#### TASK OBJECTIVE
Word for word, repeat each of the records below.

(Extracted data entries)
━━━━━━━━━━━━━━━━━━━━

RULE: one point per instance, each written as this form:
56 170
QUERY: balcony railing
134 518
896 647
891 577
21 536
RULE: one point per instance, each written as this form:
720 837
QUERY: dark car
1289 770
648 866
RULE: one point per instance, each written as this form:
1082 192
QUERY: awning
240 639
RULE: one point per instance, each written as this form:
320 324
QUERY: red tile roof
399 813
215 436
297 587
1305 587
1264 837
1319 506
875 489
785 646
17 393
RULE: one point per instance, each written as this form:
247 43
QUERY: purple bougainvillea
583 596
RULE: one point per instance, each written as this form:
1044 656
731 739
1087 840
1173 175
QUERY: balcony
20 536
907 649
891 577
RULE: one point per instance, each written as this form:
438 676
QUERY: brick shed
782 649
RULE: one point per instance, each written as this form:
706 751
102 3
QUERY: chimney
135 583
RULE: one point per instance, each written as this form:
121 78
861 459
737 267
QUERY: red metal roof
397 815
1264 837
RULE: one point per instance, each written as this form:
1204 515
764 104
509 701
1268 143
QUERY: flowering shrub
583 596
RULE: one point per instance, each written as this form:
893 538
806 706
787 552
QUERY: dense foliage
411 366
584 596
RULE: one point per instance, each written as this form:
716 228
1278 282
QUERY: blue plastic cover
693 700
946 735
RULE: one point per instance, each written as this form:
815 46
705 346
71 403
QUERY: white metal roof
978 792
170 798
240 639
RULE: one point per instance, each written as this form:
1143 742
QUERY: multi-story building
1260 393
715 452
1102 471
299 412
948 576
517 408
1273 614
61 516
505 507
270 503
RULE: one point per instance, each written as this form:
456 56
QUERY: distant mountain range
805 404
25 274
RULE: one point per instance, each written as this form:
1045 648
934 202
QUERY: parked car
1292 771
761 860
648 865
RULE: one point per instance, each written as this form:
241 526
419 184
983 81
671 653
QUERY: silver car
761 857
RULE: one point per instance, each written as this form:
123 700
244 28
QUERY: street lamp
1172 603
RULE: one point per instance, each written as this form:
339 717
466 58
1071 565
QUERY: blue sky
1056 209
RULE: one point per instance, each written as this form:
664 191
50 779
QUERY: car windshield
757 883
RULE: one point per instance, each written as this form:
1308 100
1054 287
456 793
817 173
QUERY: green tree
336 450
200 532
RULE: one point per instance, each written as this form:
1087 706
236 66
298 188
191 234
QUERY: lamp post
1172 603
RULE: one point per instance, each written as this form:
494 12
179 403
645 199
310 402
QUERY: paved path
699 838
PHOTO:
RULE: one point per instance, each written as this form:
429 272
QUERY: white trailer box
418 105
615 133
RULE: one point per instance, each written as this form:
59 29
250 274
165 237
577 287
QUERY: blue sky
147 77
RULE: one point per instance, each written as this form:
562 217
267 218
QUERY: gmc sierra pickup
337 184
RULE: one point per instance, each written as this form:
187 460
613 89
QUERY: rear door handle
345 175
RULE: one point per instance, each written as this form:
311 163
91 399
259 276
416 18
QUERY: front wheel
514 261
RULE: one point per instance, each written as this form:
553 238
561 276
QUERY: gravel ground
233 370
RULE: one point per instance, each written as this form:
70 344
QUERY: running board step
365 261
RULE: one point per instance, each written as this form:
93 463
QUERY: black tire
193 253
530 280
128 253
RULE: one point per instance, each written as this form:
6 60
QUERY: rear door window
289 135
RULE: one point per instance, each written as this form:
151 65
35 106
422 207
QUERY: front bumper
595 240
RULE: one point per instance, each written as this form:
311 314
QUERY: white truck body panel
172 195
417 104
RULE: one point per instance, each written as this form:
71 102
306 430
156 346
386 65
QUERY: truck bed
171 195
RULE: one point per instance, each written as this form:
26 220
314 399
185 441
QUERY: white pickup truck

━━━━━━━━━━━━━━━━━━━━

#### REPLY
RULE: one point per instance, each written as this form:
56 170
QUERY: balcony railing
134 518
896 647
891 577
21 536
RULE: one point per instance, each written as this form:
720 837
QUERY: dark car
1289 770
648 866
RULE: one point per instance, each written as this form:
1082 192
QUERY: awning
240 639
RULE: one point per instance, each written as this form:
320 324
QUERY: red tile roof
399 813
215 436
297 587
1305 587
1264 837
1319 506
875 489
785 646
17 393
RULE: one point per instance, each written as this form:
247 43
QUERY: purple bougainvillea
583 596
RULE: one point per instance, each written as this form:
1044 656
731 739
1087 840
1173 175
QUERY: balcony
20 536
907 649
891 577
RULE: one point per instance, each written as this form:
438 676
QUERY: brick shed
782 649
RULE: one point per instance, each written as this form:
706 751
102 3
QUERY: chimney
135 583
RULE: one point per instance, each written as this form:
121 78
861 459
737 267
QUERY: red metal roof
397 815
1264 837
RULE: one point per instance, each written as this form:
1204 515
764 104
509 701
1268 143
QUERY: flowering shrub
583 596
RULE: one point per instance, each written as this form:
893 538
806 706
787 552
QUERY: dense foliage
411 366
584 596
RULE: one point per instance, each written as this form:
716 228
1278 282
QUERY: blue plastic cover
693 700
946 735
RULE: one point per instance, each written as this form:
815 46
705 346
71 403
QUERY: white metal roof
978 792
170 798
240 639
RULE: one point per instance, each written as this form:
1143 742
QUERY: multi-story building
1260 393
715 452
1102 471
299 412
948 576
517 408
1273 614
61 516
505 507
270 503
RULE: one point per instance, each written as this form:
456 56
QUERY: distant mountain range
805 404
25 274
RULE: one point per instance, each written as this form:
1045 648
934 202
QUERY: parked car
1292 771
761 860
648 865
RULE: one point per instance, each written as this form:
241 526
419 184
983 81
671 653
QUERY: silver car
761 857
RULE: one point per instance, each written as this form:
123 700
244 28
QUERY: street lamp
1172 603
RULE: one point per instance, each written as this form:
339 717
466 58
1071 565
QUERY: blue sky
1056 209
RULE: one point per instance, each written as this form:
664 191
50 779
QUERY: car windshield
757 883
RULE: one point per instance, each written as this form:
1308 100
1054 287
456 793
817 173
QUERY: green tree
336 450
200 532
RULE: one point per instance, each written as this form:
1087 706
236 66
298 188
191 234
QUERY: lamp post
1172 603
RULE: one point per instance, each written as this form:
494 12
179 403
645 199
310 402
QUERY: paved path
699 838
PHOTO:
RULE: one point per instance, each written as this form:
429 272
QUERY: white trailer box
418 105
615 133
RULE: one point per instance, each written as this form:
59 29
250 274
165 237
577 287
QUERY: blue sky
147 77
RULE: one point per instance, each written as this form:
562 217
267 218
QUERY: gmc sierra pickup
337 184
RULE: one point per instance, each written as this form:
187 460
613 89
QUERY: rear door handle
345 175
RULE: one point per instance, each written as this form:
311 163
91 399
259 276
416 18
QUERY: front wheel
514 261
RULE: one point per instance, each written as this form:
553 238
561 276
QUERY: gravel ground
233 370
RULE: one point per instance, each written as this form:
70 344
QUERY: running board step
365 261
RULE: one point per instance, each written as this form:
93 463
QUERY: black tire
193 253
530 280
128 253
RULE: one point per instance, each written as this form:
6 60
QUERY: rear door window
289 135
RULE: one point per instance, each written as this form:
151 65
35 106
422 207
QUERY: front bumper
595 240
RULE: one point per instance, each written as this form:
311 314
QUERY: white truck body panel
172 195
417 104
RULE: one point per instance, each written as this form:
71 102
306 430
156 346
386 65
QUERY: truck bed
171 195
RULE: one point per instance, each written as this form:
26 220
314 399
185 441
QUERY: white pickup truck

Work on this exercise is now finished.